*Stated goal a*.
In the post on the existence of solutions, what statement results from subtracting x from both sides of the equation x + 12 = x?

[Begin Document segment]

Existence of solutions

Does the equation 3x = 2 have a solution?

You might think: “What a dumb question! Of course it does! It’s 2/3.” Well, you are not wrong… IF we allow x to be a fraction.

But what if we want x to be an integer? Since 2 is not a multiple of 3, there is no integer x that will make 3x = 2 a true statement, and what does that imply? The equation has no solution.

Now you might think: “All right, fair enough. But why would somebody want to impose a restriction on the solution?”

A good reason is that some restrictions are inherent in the problems we are faced with.

Consider this situation. Suppose you have 2 free movie tickets, and you want to watch the movie with 2 other friends. How can you split the tickets among the 3 of you?

The answer is, you can’t. You can’t simply let each of you take 2/3 of a ticket. To enter a cinema, each person needs a whole number of tickets (actually just one, but you get the idea). Therefore, there is no solution in this case. You either have to get an extra ticket, or get rid of a friend from the movie outing.

All right, so here’s the main point I want to drive home:

The existence of a solution depends not only on the equation itself, but also on what the variables can be.

For the rest of this post, we are going to look at several cases of the number of solutions. To avoid ambiguity, let’s assume that the variables can be any numbers on the usual number line (or “real numbers” in mathematical parlance).

No solution

Consider the equation

$\displaystyle x+12=x.$

If we try to subtract the variable x from both sides, we will arrive at 12 = 0 which is absurd. Hence, there’s no number we can assign to x to make the equation a true statement, meaning the equation has no solution.

[End Document segment]

*Stated goal b*.
Report how many lines of the records contain the word "jacket". Give only the number.

[Begin Material provided]

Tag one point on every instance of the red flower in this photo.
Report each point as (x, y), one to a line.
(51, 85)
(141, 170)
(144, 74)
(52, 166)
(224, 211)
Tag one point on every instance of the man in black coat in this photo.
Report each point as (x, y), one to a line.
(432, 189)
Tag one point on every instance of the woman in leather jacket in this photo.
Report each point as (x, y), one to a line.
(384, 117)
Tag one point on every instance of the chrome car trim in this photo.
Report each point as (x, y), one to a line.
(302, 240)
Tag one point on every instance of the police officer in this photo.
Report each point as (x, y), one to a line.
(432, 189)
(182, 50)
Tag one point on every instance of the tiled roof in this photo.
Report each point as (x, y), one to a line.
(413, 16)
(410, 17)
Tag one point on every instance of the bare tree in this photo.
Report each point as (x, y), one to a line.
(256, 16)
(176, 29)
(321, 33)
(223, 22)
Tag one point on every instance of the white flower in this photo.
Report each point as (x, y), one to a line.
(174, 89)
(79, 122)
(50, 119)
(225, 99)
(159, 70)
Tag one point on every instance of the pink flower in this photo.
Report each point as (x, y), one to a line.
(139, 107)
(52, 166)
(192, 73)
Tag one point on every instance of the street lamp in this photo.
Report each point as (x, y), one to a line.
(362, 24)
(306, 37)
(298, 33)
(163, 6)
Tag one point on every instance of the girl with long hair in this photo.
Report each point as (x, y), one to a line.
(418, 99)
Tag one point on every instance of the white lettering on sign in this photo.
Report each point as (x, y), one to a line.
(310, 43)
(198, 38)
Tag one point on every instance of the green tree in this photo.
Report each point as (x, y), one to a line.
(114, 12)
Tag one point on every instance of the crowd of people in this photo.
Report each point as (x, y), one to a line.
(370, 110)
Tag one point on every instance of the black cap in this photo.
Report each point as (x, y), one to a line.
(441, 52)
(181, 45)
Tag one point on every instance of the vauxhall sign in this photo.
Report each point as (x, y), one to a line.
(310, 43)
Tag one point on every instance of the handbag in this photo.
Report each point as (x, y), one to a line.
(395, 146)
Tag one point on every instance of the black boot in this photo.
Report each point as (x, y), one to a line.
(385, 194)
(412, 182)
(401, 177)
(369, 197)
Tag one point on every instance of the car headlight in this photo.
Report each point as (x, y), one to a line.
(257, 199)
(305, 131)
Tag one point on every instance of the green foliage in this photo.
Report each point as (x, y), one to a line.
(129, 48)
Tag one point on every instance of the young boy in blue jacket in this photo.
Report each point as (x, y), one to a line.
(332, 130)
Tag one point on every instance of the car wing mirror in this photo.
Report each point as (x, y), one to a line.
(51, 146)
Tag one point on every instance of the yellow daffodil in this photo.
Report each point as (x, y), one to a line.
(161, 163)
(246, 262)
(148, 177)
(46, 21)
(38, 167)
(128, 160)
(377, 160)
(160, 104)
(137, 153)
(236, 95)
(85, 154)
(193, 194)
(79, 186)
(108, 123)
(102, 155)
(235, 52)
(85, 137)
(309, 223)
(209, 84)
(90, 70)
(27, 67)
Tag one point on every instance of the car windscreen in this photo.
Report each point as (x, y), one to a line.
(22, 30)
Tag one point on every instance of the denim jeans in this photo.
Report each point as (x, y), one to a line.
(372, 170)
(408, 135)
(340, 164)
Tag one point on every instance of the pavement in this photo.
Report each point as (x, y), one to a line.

[End Material provided]

*Task solution a*.
12 = 0

*Task solution b*.
2